Hash Tables - problems with large datasets - Page 3

AhmedAl_Attar · Posted 05-21-2013 12:48 PM

FG,

Based on your reply, it seems like the Network bandwidth is your bottle neck!! The fact that you are using NAS to host your data set, that means every time you read the data set, you are putting your SAS process under the mercy of the Network, and hoping there is adequate bandwidth left to transfer the data down to your Desktop, so the SAS process can read it!

Regardless whether you add Indexes or not, I'm not sure how much difference it will make!! Unless somebody from your company's Network Infrastructure increase (if even possible) the size of the network pipe between your Desktop and the Storage Disk, you'll not see any significant performance increase!

In my humble opinion, your best short-term solution right now would be:

1. Use multiple directly attached disks (the more spindles, the better)

2. Utilize SPDE and spread the Data Paths across the multiple disks (avoids I/O contentions)

3. Use proper -memsize -sortsize SAS startup options settings

long-term:

Move to Server SAS Install and SAN 🙂

Good luck,

Ahmed

FredGIII · Posted 05-21-2013 01:18 PM

Ahmed, Chris, et. al.:

Thanks for all your feedback. I feel a bit foolish. During my research it appeared to me that hash tables would have been best and I spent a lot of time trying to figure out that route. What I had not tried was just creating an index. I finally did that yesterday. Creating the index took about 12 hrs (long but at least not 3 days!). After the index was created, I was amazed at how fast subsetting and summarizing went. I did a trial of proc summary for one serial number by day after the index and it only took about 4 minutes!!!! So, now I have a macro to loop through the serial numbers and I have turned it loose . Lesson learned!

# SUPPLIED RECORDS
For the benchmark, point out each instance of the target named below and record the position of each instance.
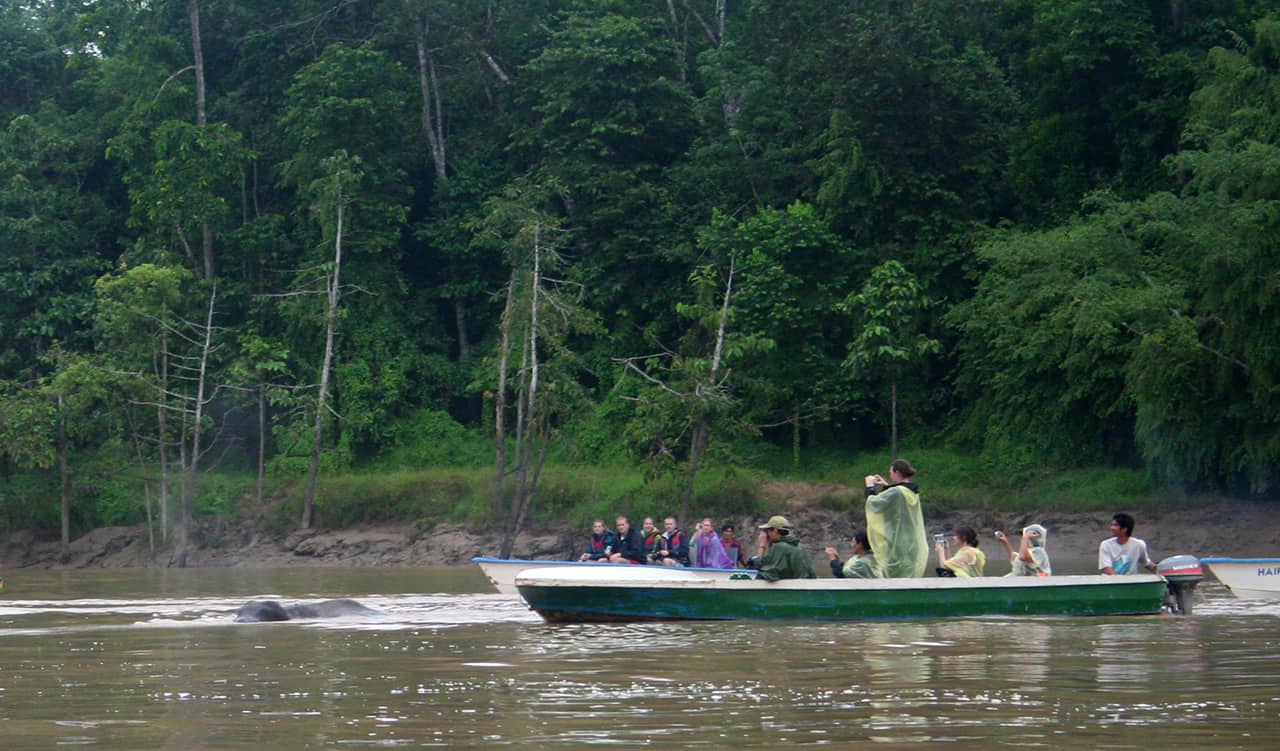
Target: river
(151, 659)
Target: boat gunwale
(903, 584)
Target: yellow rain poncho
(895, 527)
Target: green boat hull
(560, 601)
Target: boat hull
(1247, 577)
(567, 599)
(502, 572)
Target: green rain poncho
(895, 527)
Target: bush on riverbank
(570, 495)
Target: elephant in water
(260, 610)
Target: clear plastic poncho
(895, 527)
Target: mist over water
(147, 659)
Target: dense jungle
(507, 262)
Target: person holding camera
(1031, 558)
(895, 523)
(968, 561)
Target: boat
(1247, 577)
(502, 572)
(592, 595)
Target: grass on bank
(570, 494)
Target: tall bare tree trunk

---

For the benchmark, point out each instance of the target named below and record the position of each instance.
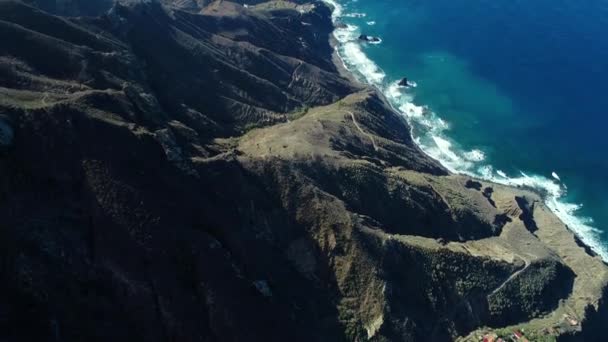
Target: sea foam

==

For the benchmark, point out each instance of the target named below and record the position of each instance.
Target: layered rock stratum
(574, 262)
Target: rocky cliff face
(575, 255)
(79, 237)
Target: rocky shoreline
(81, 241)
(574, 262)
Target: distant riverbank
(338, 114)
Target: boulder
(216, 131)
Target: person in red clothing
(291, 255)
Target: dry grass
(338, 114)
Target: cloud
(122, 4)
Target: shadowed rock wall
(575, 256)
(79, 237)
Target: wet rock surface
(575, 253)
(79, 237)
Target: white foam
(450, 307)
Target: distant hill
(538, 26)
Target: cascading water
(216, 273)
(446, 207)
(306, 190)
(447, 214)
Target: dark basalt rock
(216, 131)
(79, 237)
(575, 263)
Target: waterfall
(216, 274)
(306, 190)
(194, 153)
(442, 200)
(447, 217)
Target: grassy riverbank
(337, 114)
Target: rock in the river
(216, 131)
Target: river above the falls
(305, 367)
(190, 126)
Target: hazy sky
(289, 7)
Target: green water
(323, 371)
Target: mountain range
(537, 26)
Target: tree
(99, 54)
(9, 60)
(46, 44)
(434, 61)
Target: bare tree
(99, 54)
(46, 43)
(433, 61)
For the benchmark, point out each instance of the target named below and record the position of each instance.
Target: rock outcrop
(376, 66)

# DIRECTIVES
• A. Copy the rows between the line holding "Target: grass on bank" and the line holding "Target: tall bare tree trunk", inclusive, swapping "grass" for "reeds" and leaving everything else unchanged.
• B. Carry the forum thread on hash tables and large datasets forward from the point where it stops.

# IN RESPONSE
• A.
Target: reeds on bank
(570, 494)
Target: tall bare tree trunk

• B.
stlimpbizkit · Posted 06-15-2015 12:17 PM

Thanks Fred for sharing. I am interested in this topic as it applies to what I am working on as well.

Do you mind clarify the index method that helped you shorten run time significantly: Is it simply a unique identifier for the purpose of referring to certain row/records? What was the old method (e.g. multiple selection criteria)?

Just try to understand what you did differently pre vs. post. Many thanks.

ballardw · Posted 06-15-2015 12:27 PM

When you create a new data set you can specify one or more variables to index on.

With a data step if I create a data set and want to index on a SSN it would look like:

data new(index=(ssn));

Or a composite index using more than one variable:

data new (index=(cityst = (city state)));

Refer to a composite index using the index name: cityst

Or you can add an index to an existing data set using Proc Datasets and the INDEX CREATE statement as part of a MODIFY RUN group.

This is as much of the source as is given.